### Work to do
Please check the Mooter excerpt below and say how many conceptual clusters radiate out from the search terms on its results display.

### Excerpt
Mooter (http://www.mooter.com.au) is a new search engine, developed
by Liesle Capper, an Australian with a background in psychology
and a passion for building "a powerful tool for finding our
way around the information world: a tool that does not impose
value on us, but helps us find our own meaning."
What sets Mooter apart is its organisation of results. Rather
than the traditional ten-web-sites-on-a-page format, Mooter's
search results display in a graphical format, with the search
terms in the centre and seven conceptual "clusters"
radiating out from the centre. Additional clusters are available
by clicking the [next clusters] link. Note that the same web site
may appear in more than one cluster.
Mooter emphasizes its ability to watch which sites you click
on, and then reorganise the search results to surface the most
relevant sites, based on your prior selections. The theory is
that, rather than just gauging relevance by link popularity or
frequency of term occurrence, the most relevant results can be
best calculated by learning what the searcher finds most useful.
This "psychological modelling", as Mooter describes
it, helps to disambiguate search queries; when you type in the
phrase "Harry Potter", are you interested in the book
series, the movies, video games, the author, or unofficial sites
built by fans of Harry Potter? By seeing how you review the clusters
and which sites you click through to, Mooter attempts to figure
out what you are REALLY looking for, and recalculates the relevance
of the retrieved sites and reorders them accordingly.

### Provided data
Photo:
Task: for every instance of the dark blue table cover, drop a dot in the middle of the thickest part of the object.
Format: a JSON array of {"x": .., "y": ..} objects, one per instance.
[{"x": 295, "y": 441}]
---
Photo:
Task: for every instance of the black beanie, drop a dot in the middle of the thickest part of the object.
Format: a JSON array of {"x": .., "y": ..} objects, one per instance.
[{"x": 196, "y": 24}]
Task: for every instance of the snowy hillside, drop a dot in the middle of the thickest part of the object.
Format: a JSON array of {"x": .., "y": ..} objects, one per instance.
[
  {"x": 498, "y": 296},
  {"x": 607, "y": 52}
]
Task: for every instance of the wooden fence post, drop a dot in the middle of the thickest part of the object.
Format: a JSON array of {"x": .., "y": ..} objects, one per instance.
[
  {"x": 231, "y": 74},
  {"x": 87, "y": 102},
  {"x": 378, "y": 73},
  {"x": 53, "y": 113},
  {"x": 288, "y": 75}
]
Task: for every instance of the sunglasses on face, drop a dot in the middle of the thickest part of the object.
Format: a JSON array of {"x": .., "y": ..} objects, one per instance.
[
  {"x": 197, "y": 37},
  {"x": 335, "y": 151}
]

### Exercise answer
Seven.